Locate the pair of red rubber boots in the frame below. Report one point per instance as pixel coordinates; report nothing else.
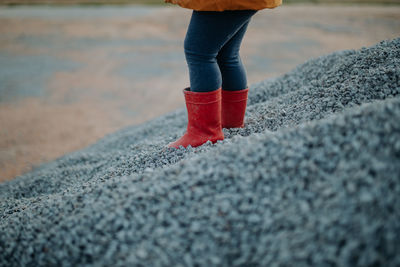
(209, 112)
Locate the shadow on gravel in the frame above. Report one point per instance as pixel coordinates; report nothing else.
(312, 180)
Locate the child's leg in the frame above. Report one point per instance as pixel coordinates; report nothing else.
(207, 34)
(232, 70)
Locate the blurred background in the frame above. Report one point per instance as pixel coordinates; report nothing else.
(74, 71)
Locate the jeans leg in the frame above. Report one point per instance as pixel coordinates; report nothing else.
(207, 34)
(230, 64)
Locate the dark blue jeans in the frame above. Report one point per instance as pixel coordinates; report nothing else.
(212, 47)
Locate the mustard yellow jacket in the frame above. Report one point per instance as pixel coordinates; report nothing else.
(221, 5)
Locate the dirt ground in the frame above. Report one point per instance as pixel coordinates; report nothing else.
(71, 75)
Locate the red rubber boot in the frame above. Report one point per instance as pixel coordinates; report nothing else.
(204, 119)
(233, 108)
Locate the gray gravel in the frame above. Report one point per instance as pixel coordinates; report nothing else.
(312, 180)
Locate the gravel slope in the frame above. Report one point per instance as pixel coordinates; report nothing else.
(312, 180)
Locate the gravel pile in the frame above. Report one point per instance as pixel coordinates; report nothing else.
(312, 180)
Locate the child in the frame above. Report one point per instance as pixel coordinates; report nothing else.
(217, 96)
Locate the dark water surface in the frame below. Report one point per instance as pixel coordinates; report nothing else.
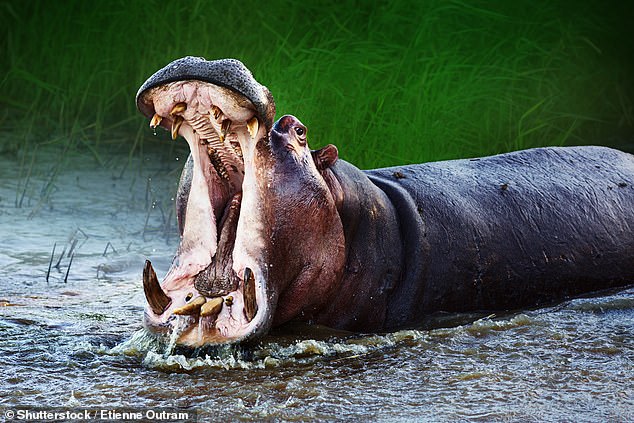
(80, 343)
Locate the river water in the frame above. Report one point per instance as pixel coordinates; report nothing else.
(76, 340)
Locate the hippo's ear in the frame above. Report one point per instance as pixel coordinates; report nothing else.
(325, 157)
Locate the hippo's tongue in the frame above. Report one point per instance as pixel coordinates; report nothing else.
(198, 243)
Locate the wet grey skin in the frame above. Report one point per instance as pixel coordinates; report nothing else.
(272, 231)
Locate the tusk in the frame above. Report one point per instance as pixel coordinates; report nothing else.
(212, 307)
(250, 303)
(156, 121)
(253, 126)
(176, 124)
(224, 129)
(156, 298)
(178, 108)
(192, 307)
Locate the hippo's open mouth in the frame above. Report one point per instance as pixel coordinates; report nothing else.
(216, 287)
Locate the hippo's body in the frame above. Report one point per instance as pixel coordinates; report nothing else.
(497, 233)
(272, 231)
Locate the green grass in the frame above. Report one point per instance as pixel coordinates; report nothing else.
(387, 82)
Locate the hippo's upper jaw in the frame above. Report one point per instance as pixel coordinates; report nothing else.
(217, 283)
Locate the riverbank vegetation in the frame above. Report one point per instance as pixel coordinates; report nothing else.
(387, 82)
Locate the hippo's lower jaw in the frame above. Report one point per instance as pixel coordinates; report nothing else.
(233, 317)
(216, 290)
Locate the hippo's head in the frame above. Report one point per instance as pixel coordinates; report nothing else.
(254, 210)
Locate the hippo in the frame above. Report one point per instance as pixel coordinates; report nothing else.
(272, 231)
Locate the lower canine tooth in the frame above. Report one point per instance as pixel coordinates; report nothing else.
(176, 124)
(193, 307)
(252, 126)
(156, 120)
(215, 110)
(212, 307)
(250, 303)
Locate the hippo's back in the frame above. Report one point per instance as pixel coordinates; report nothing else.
(512, 230)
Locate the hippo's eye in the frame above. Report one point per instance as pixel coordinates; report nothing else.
(300, 131)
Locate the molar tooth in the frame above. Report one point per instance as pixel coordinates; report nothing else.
(224, 129)
(193, 307)
(176, 124)
(156, 120)
(215, 110)
(212, 307)
(253, 126)
(178, 108)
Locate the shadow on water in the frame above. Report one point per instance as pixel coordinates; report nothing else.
(77, 339)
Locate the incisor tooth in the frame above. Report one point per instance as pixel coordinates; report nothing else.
(224, 129)
(156, 120)
(178, 108)
(253, 126)
(193, 307)
(211, 307)
(176, 124)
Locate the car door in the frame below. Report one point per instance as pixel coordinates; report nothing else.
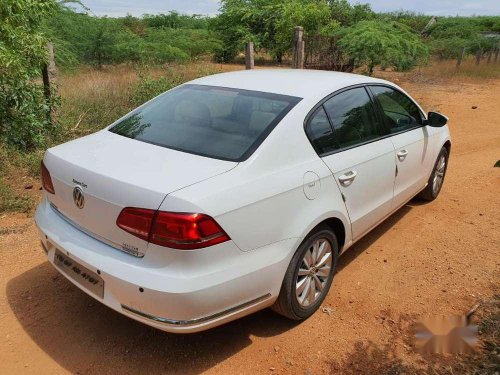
(403, 123)
(345, 132)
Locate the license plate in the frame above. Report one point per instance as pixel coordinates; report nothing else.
(82, 275)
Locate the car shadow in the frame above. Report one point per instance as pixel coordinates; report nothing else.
(84, 336)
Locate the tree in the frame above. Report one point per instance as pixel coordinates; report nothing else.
(373, 43)
(23, 109)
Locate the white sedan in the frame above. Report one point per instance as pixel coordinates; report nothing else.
(235, 192)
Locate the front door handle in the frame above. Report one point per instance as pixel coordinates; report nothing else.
(347, 178)
(402, 154)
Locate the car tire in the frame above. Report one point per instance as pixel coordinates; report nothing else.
(300, 304)
(436, 178)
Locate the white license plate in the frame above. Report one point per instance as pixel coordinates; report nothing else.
(82, 275)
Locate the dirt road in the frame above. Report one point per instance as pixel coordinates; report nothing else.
(435, 258)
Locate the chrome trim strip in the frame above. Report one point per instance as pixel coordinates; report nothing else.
(191, 322)
(93, 235)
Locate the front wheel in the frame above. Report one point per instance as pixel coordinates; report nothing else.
(309, 275)
(436, 179)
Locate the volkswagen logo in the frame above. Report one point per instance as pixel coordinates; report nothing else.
(78, 197)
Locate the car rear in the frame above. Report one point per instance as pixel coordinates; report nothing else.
(174, 268)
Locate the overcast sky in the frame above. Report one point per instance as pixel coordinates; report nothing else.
(210, 7)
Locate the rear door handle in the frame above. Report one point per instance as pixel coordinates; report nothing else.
(347, 178)
(402, 154)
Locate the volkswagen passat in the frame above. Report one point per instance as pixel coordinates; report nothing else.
(235, 192)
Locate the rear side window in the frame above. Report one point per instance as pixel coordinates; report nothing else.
(217, 122)
(400, 113)
(352, 117)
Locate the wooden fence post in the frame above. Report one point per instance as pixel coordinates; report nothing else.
(49, 75)
(298, 48)
(460, 57)
(479, 54)
(249, 59)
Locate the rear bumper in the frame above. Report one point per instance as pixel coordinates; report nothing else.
(175, 291)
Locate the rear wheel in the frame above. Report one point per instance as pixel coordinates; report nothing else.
(309, 275)
(436, 179)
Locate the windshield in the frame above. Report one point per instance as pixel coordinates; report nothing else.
(217, 122)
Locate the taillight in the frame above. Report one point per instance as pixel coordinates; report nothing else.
(46, 179)
(136, 221)
(184, 231)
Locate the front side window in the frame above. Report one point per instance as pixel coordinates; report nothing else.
(217, 122)
(352, 117)
(400, 113)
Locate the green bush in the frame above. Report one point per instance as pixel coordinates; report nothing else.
(147, 87)
(24, 119)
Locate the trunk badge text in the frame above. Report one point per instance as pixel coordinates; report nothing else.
(78, 197)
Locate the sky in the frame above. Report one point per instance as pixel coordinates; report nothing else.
(116, 8)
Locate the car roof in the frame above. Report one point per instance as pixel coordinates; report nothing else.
(303, 83)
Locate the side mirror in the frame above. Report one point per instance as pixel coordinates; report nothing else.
(436, 119)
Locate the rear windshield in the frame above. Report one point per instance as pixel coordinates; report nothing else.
(217, 122)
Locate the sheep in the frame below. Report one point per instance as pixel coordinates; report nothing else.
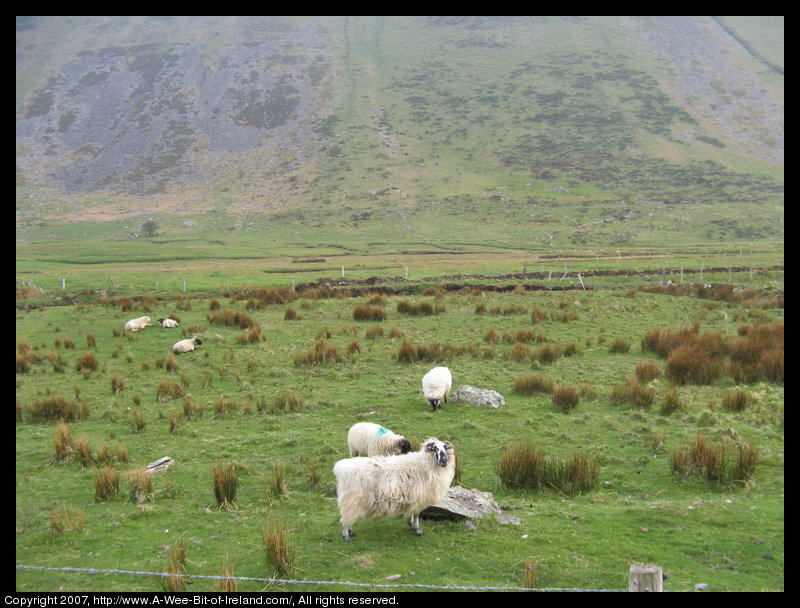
(436, 384)
(370, 439)
(390, 486)
(137, 324)
(185, 346)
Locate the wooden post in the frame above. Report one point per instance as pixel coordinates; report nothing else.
(644, 577)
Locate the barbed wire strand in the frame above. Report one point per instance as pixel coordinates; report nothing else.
(299, 582)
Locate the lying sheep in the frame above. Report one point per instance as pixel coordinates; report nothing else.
(390, 486)
(370, 439)
(137, 324)
(185, 346)
(436, 384)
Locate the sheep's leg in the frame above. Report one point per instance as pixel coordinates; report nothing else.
(414, 523)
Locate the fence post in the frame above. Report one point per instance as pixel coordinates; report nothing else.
(644, 577)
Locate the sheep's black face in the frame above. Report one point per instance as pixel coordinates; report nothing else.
(439, 450)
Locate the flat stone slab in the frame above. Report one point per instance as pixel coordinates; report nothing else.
(478, 396)
(460, 503)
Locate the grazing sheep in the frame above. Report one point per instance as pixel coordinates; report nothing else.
(185, 346)
(370, 439)
(390, 486)
(436, 384)
(137, 324)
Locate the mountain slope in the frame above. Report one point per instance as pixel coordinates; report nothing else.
(539, 131)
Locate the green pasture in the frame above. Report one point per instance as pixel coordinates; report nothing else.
(730, 538)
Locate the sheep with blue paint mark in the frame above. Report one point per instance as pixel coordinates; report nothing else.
(435, 386)
(370, 439)
(390, 486)
(137, 324)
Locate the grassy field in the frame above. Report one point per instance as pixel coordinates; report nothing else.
(226, 411)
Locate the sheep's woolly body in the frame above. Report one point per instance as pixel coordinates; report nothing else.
(436, 384)
(137, 324)
(388, 486)
(370, 439)
(185, 346)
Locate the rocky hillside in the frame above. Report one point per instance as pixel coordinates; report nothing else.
(300, 118)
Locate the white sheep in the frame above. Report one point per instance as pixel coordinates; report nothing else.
(389, 486)
(370, 439)
(137, 324)
(436, 384)
(185, 346)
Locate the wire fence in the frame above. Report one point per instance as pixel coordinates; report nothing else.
(374, 586)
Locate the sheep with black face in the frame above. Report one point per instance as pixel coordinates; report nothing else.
(185, 346)
(388, 486)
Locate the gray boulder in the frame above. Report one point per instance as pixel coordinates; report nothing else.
(460, 503)
(478, 396)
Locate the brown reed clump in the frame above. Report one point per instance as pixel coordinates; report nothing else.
(647, 371)
(565, 398)
(735, 400)
(117, 384)
(322, 354)
(102, 454)
(633, 393)
(140, 485)
(106, 483)
(374, 332)
(530, 384)
(84, 450)
(57, 407)
(522, 466)
(539, 314)
(279, 549)
(226, 486)
(520, 353)
(169, 389)
(287, 401)
(87, 362)
(177, 558)
(671, 401)
(227, 584)
(277, 482)
(171, 363)
(62, 443)
(530, 575)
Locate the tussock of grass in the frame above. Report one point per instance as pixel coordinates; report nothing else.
(524, 466)
(226, 485)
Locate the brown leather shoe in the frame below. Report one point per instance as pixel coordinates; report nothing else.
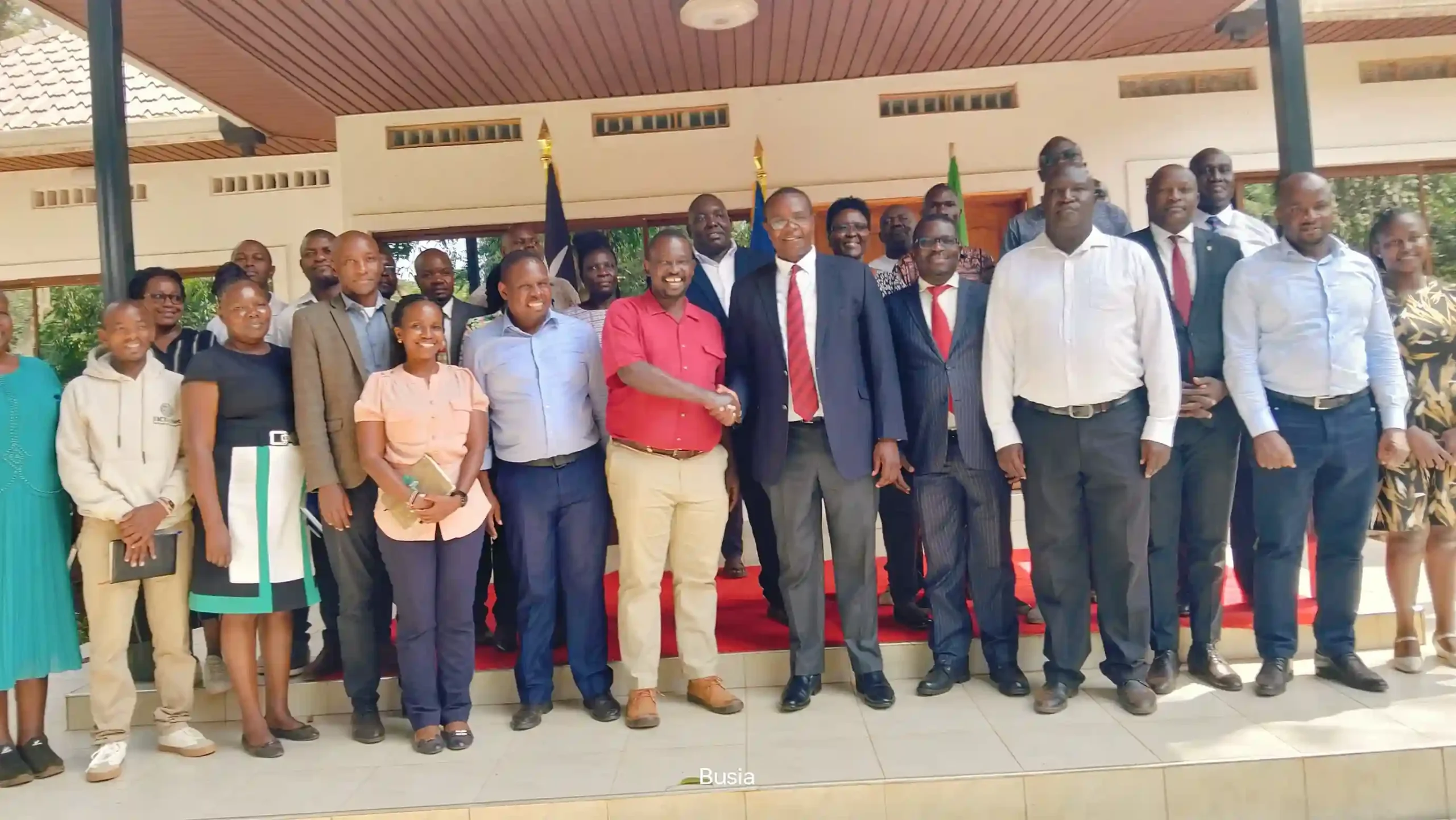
(643, 708)
(710, 694)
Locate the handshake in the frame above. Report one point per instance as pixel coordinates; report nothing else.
(723, 405)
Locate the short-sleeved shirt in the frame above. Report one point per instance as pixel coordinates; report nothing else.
(690, 350)
(425, 418)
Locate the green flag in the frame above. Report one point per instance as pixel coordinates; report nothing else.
(953, 178)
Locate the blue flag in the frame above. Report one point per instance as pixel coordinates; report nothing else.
(759, 240)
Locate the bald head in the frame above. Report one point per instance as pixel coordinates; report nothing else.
(357, 264)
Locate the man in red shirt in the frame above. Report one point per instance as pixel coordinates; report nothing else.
(670, 474)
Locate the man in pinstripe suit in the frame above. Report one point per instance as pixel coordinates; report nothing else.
(961, 494)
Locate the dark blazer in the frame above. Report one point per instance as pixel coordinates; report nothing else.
(855, 366)
(928, 381)
(462, 312)
(701, 290)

· · ·

Work request >>
Write out exactly the lines that run from the one containing "Locate the man in pinstripe" to the end of the records, both end lines included.

Exercise answer >>
Locate the man in pinstripe suit in the frame above. Report one point per instance as pixel coordinates; report nothing else.
(961, 494)
Locate the dark blazer in the frame above. Report one point per instance as pixel coordinates; report nothing else.
(855, 366)
(928, 381)
(462, 312)
(701, 290)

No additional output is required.